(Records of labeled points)
============

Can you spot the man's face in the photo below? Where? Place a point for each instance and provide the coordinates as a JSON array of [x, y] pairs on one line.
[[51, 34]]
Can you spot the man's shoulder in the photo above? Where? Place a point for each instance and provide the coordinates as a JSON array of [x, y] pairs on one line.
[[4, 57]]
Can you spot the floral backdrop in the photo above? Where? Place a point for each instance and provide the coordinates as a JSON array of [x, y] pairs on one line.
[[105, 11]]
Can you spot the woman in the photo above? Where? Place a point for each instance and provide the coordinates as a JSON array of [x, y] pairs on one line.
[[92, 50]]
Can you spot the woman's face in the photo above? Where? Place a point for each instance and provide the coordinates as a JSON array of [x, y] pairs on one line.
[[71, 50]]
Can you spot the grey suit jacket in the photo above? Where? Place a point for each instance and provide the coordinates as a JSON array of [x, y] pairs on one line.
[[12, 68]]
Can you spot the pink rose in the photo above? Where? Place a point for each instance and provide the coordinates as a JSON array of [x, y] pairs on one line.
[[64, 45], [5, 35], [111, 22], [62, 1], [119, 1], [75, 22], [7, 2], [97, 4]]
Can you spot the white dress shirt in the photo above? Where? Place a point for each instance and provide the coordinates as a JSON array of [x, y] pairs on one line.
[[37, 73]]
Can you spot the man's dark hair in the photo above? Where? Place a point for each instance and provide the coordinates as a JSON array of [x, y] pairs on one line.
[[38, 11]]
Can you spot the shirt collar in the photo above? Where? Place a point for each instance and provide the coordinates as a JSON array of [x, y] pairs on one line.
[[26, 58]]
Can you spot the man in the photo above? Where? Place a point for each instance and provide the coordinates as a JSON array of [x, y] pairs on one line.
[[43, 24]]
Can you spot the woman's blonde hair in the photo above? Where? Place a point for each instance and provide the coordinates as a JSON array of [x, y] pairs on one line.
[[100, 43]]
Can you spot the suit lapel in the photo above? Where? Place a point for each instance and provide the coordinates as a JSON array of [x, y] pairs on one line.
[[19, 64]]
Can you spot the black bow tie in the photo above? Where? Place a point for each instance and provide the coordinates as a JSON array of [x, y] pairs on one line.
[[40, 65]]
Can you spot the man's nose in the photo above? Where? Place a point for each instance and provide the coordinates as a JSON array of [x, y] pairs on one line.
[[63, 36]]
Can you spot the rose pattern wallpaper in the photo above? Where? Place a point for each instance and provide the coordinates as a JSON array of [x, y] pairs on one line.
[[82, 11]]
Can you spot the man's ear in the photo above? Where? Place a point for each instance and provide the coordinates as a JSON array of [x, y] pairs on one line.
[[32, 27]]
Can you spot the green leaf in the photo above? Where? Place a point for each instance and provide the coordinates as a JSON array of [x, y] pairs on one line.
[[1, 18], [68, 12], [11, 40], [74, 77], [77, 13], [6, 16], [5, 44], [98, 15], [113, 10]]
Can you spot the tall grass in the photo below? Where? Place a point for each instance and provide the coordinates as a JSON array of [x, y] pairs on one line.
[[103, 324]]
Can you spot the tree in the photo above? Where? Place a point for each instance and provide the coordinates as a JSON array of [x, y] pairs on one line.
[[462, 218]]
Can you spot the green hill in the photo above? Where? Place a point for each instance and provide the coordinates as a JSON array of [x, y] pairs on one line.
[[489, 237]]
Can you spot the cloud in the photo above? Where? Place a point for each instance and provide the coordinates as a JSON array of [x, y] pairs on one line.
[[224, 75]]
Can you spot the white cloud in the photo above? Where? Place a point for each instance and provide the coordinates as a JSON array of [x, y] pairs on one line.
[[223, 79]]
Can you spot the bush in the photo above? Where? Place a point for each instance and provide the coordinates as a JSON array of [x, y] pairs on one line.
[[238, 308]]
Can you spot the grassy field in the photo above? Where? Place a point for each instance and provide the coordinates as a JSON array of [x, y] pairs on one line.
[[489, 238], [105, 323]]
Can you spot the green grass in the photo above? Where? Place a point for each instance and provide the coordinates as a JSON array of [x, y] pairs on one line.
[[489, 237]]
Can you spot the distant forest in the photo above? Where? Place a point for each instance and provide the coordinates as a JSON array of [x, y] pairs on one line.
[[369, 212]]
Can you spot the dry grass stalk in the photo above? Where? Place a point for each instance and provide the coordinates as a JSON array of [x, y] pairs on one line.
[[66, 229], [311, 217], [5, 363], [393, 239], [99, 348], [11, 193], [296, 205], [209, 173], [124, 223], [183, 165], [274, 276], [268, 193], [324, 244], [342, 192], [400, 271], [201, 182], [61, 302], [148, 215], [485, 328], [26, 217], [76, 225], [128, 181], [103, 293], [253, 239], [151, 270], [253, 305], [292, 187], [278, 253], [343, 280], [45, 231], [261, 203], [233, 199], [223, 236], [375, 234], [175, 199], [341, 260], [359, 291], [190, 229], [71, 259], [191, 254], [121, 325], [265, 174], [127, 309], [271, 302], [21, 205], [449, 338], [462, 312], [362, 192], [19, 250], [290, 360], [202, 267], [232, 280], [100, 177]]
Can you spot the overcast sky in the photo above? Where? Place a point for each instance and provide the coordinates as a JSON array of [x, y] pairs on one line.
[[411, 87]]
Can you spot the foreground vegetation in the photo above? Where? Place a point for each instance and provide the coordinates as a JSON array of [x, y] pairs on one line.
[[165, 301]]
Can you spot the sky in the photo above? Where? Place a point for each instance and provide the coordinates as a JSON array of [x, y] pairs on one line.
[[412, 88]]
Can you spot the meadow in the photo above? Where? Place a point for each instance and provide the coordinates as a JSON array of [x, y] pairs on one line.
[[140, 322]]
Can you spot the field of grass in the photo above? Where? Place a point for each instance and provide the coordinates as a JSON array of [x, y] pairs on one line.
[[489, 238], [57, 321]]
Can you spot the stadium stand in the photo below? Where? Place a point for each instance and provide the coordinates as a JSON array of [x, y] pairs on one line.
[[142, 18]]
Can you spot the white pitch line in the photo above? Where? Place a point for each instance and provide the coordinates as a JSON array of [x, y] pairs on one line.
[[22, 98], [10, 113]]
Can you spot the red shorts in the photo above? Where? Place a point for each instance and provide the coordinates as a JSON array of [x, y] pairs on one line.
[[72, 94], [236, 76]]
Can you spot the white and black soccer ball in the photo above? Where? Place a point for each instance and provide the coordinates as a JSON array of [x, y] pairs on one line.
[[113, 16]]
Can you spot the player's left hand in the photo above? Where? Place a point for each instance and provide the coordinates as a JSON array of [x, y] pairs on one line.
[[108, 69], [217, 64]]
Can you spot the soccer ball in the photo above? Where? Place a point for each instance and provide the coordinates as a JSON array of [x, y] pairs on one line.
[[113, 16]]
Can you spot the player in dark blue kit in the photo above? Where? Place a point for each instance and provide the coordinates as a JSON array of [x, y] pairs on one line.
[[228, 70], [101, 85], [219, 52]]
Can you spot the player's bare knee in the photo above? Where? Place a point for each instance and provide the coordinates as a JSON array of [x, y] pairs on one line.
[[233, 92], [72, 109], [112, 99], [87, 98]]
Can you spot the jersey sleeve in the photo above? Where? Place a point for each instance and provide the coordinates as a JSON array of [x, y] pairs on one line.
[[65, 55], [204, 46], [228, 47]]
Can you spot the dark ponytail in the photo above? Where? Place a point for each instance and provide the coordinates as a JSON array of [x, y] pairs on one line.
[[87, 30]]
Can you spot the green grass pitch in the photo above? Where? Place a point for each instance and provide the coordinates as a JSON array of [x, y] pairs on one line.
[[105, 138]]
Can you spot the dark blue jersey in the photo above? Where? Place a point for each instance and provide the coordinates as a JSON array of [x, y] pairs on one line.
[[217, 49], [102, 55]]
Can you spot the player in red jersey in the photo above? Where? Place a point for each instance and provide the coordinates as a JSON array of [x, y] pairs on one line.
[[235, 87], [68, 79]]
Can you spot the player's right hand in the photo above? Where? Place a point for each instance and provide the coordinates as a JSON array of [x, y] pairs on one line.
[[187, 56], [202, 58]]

============

Update the lines from the first one through the line containing "[[105, 11]]" by replacing "Place a point" with "Put a marker" wherever it appears, leaving everything else unchanged. Give back only those lines.

Can you spot the man's face in the photo below? Where? Put a marker for each instance and provide the coordinates as a JSON array of [x, y] pairs on one line.
[[51, 34]]
Can you spot the man's shoulder in the photo above? Where? Put a marker for each instance and provide the coordinates as a JSON array of [x, y] pairs on one line.
[[4, 57]]
Can you spot the floral backdrop in the photo above? Where? Put a marker for each instance and provide the coordinates as a JSON array of [x, y] pairs on one line.
[[105, 11]]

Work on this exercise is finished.